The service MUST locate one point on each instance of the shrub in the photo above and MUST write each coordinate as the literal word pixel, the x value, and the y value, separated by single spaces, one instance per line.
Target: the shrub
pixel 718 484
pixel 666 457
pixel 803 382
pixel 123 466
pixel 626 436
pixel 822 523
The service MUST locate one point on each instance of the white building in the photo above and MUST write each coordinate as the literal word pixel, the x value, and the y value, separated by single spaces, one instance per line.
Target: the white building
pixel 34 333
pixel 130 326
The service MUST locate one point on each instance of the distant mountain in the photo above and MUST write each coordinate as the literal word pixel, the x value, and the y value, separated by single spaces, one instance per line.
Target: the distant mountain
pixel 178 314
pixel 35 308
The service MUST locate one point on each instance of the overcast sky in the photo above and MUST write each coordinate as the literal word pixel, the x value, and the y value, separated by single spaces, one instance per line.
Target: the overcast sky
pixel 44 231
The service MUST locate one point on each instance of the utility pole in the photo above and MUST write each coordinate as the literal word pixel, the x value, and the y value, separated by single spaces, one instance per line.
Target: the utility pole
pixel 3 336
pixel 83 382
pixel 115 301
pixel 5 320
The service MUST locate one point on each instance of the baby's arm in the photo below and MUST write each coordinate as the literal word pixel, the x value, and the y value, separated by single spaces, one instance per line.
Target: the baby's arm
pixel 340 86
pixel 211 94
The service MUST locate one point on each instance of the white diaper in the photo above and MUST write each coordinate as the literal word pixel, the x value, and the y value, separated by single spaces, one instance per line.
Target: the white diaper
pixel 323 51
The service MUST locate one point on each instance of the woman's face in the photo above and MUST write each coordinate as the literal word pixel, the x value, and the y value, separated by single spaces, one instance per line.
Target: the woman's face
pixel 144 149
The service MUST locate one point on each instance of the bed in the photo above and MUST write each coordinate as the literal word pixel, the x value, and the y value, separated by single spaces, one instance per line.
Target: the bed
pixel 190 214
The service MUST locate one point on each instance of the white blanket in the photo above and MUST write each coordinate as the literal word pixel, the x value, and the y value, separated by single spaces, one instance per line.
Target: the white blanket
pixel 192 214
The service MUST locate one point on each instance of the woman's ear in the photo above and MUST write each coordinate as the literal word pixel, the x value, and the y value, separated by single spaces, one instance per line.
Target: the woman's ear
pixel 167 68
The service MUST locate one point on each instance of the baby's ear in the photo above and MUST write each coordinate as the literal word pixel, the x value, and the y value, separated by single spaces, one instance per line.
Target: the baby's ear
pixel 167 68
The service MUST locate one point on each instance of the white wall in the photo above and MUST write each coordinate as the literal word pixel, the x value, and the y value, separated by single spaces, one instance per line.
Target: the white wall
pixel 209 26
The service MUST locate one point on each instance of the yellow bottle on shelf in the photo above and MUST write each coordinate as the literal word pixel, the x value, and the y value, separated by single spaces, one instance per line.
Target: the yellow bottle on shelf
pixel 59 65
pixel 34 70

--------------------

> [WHAT IS NEEDED]: Reproduce everything in the data from the line containing "of the distant" down to the line containing "pixel 35 308", both lines included, without changing a character.

> [COMPLETED TASK]:
The service MUST locate one point on each instance of the distant mountain in the photo above and MUST write each coordinate as the literal word pixel, the x value, and the y value, separated by single spaces, one instance per line.
Target: the distant mountain
pixel 178 314
pixel 35 308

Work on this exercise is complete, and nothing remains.